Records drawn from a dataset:
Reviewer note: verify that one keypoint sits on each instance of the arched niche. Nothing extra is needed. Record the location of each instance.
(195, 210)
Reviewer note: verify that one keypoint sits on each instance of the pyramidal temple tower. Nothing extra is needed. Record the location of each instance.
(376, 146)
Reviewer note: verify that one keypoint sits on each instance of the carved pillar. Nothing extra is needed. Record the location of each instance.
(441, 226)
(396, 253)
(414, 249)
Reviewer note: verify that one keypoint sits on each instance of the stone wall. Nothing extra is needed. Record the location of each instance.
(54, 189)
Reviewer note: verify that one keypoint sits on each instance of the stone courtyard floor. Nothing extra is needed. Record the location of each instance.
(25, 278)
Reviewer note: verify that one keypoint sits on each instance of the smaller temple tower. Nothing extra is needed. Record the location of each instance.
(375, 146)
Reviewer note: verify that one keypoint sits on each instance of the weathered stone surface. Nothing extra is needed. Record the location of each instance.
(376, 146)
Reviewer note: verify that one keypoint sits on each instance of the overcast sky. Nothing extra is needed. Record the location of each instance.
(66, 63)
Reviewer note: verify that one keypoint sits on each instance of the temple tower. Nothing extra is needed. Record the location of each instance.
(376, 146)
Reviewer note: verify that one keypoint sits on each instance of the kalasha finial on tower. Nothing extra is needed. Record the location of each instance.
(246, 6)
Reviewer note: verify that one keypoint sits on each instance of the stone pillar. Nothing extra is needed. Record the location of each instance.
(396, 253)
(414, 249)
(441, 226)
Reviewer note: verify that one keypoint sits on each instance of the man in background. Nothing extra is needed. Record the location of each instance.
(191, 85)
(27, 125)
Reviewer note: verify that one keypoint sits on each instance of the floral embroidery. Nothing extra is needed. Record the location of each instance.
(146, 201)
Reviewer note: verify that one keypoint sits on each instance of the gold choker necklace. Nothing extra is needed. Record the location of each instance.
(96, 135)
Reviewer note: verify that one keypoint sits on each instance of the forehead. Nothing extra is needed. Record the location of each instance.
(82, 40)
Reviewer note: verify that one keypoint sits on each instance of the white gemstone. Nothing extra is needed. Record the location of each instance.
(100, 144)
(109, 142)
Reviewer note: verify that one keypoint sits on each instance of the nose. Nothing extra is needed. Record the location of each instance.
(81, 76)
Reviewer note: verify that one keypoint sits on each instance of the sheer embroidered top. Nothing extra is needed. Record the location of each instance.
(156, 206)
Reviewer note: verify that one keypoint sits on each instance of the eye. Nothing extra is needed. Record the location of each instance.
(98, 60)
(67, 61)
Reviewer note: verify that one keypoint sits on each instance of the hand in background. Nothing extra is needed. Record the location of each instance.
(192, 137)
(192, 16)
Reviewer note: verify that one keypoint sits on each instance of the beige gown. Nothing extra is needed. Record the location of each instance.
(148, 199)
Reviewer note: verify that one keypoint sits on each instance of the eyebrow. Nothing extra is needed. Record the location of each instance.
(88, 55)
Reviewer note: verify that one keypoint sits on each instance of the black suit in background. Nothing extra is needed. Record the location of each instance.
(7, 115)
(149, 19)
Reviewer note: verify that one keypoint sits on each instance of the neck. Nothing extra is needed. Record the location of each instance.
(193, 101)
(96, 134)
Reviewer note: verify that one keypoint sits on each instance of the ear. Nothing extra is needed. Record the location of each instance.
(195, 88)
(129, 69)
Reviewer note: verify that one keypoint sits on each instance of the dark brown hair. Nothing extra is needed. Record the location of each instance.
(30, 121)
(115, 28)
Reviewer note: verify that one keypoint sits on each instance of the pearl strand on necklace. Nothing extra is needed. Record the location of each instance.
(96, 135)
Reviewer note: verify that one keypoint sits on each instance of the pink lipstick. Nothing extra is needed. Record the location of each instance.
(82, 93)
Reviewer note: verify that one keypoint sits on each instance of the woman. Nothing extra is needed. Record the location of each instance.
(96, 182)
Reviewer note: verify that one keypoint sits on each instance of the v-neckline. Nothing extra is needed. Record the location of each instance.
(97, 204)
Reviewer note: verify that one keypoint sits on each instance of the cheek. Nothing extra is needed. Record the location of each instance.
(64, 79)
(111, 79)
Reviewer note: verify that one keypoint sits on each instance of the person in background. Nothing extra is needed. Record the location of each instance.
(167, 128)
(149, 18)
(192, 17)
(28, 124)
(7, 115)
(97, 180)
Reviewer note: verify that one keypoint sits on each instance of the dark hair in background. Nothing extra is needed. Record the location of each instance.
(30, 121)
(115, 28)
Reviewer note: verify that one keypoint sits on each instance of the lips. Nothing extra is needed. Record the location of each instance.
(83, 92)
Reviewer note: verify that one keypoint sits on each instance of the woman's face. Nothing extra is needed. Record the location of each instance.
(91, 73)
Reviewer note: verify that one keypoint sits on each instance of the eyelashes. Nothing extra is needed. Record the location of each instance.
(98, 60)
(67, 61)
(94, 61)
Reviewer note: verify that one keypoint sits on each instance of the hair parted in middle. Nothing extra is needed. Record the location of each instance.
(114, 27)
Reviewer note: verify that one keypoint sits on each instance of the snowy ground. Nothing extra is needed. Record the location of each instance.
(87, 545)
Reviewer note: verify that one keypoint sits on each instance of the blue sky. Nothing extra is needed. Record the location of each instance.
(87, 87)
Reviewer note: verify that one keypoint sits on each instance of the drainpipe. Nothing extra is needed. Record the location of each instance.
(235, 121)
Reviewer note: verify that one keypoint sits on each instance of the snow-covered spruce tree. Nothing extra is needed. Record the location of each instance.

What is being asked:
Your answer should be the records above, set down exactly.

Written solution:
Reviewer note: verify that one keypoint sits on each instance of the arched niche. Nothing extra is needed. Record the location of each instance.
(195, 210)
Reviewer note: verify that one keypoint sits on each instance of the pyramidal temple tower. Nothing extra is needed. Record the location of each instance.
(376, 146)
Reviewer note: verify that one keypoint sits on each instance of the carved pillar. Nothing extra is needed. Record the location of each instance.
(441, 226)
(396, 253)
(414, 249)
Reviewer note: verify that one keypoint sits on each instance of the stone wall. Nothing extra is needed. Record the location of each instance.
(54, 189)
Reviewer note: verify that one keypoint sits on each instance of the stone courtyard floor. Nothing extra is needed. Record the location of each instance.
(25, 278)
Reviewer note: verify that one keypoint sits on each instance of the smaller temple tower. Nothing extra is needed. Record the location of each instance.
(375, 146)
Reviewer note: verify that one keypoint sits on each instance of the weathered stone surface. Nothing extra is needed. Record the location of each instance.
(376, 146)
Reviewer note: verify that one keypoint sits on each instance of the overcast sky. Nothing extra is needed. Record the location of each instance.
(66, 63)
Reviewer note: verify that one keypoint sits on each instance of the temple tower. Nothing extra is needed. Record the location of each instance.
(376, 146)
Reviewer note: verify that one keypoint sits on each instance of the kalasha finial on tower. Nothing extra is needed. Record the location of each instance.
(246, 6)
Reviewer note: verify that one keypoint sits on each instance of the stone pillar. Nothing extra is needed. Record the location of each instance.
(396, 253)
(414, 249)
(441, 226)
Reviewer note: verify that one keypoint sits on each instance of the man in background. Nothing extra is needed. Record the location of each instance.
(191, 85)
(27, 125)
Reviewer note: verify that one keypoint sits on each instance of the floral embroidery. Nothing extra is needed. Record the location of each instance.
(146, 201)
Reviewer note: verify that one keypoint sits on each instance of the gold choker necklace. Nothing extra is needed. Record the location of each instance.
(96, 135)
Reviewer note: verify that one keypoint sits on each instance of the forehead. Nothing extra is needed. Record the location of each instance.
(82, 40)
Reviewer note: verify that one keypoint sits on each instance of the white gemstone. Nothing extra is needed. Record the location of each instance.
(100, 144)
(109, 142)
Reviewer note: verify that one keypoint sits on each instance of the nose. Nothing extra is needed. Record the location of each instance.
(81, 76)
Reviewer note: verify that one keypoint sits on each instance of the sheer embroidered top. Nothing extra is needed. Record the location of each instance.
(156, 206)
Reviewer note: verify that one keypoint sits on each instance of the eye. Nothing extra is needed. Record the location of each instance.
(98, 60)
(67, 61)
Reviewer note: verify that one keypoint sits on each instance of the hand in background. Nothing extra is needed. Record the location of each instance.
(192, 137)
(192, 16)
Reviewer note: verify that one keypoint sits on each instance of the beige gown. Nothing extra is needed. Record the location of each instance.
(148, 199)
Reviewer note: verify that one keypoint sits on each instance of the eyebrow. Nothing extra is needed. Record the location of each instance.
(88, 55)
Reviewer note: verify that one keypoint sits on each instance of the black suit in background. Nothing extra is needed. Record the location of each instance.
(7, 115)
(149, 19)
Reviewer note: verify that one keypoint sits on each instance of the neck. Nothing extra is needed. Record the location of each instance.
(193, 101)
(96, 134)
Reviewer note: verify that one keypoint sits on each instance of the ear. Nothing extra is needed. Record the location of each instance.
(195, 88)
(129, 69)
Reviewer note: verify that one keypoint sits on each instance of the dark brown hair. Nothing extra is needed. Record the location of each instance.
(30, 121)
(115, 28)
Reviewer note: verify that one keypoint sits on each instance of the pearl strand on necklace. Nothing extra is needed. Record the location of each instance.
(96, 135)
Reviewer note: verify that one keypoint sits on each instance of the pink lipstick. Nothing extra is needed. Record the location of each instance.
(82, 93)
Reviewer note: verify that one keypoint sits on each instance of the woman. Nothing extra is needed. Record the location of each instance.
(96, 182)
Reviewer note: verify that one keypoint sits on each instance of the v-neckline. Nothing extra is needed. Record the location of each instance.
(97, 204)
Reviewer note: verify that one keypoint sits on each instance of the cheek. Nothing extra is needed. Record the location of each instance.
(64, 79)
(111, 79)
Reviewer note: verify that one keypoint sits on each instance of the person in background. Nothing extra is needed. Record the location of each instance.
(167, 128)
(149, 18)
(192, 17)
(28, 124)
(7, 115)
(97, 180)
Reviewer note: verify that one keypoint sits on each instance of the dark hair in background. Nothing extra is needed. Record the location of each instance.
(30, 121)
(115, 28)
Reviewer note: verify that one keypoint sits on each instance of the lips. Nothing extra is needed. Record the location of each instance.
(83, 92)
Reviewer note: verify that one keypoint sits on each instance of the woman's face. Nothing extra is needed. Record the location of each instance.
(91, 73)
Reviewer note: verify that one keypoint sits on each instance of the eyelashes. Nothing extra is needed. Record the location of each instance.
(98, 60)
(67, 61)
(94, 61)
Reviewer note: verify that one keypoint sits on each instance of the hair parted in middle. Nothing extra is needed. Record the location of each instance.
(114, 27)
Reviewer note: verify that one keypoint sits on each instance of the snowy ground. Nothing extra is needed. Record the location of each instance.
(87, 545)
Reviewer note: verify that one keypoint sits on each instance of the blue sky. Nothing extra is needed. Record the location of each instance.
(87, 87)
Reviewer note: verify that one keypoint sits on each instance of the drainpipe. Nothing extra is needed. Record the location of each instance.
(235, 121)
Reviewer note: verify that one keypoint sits on each instance of the snow-covered spruce tree. Nothing extra is needed. Record the location of each instance.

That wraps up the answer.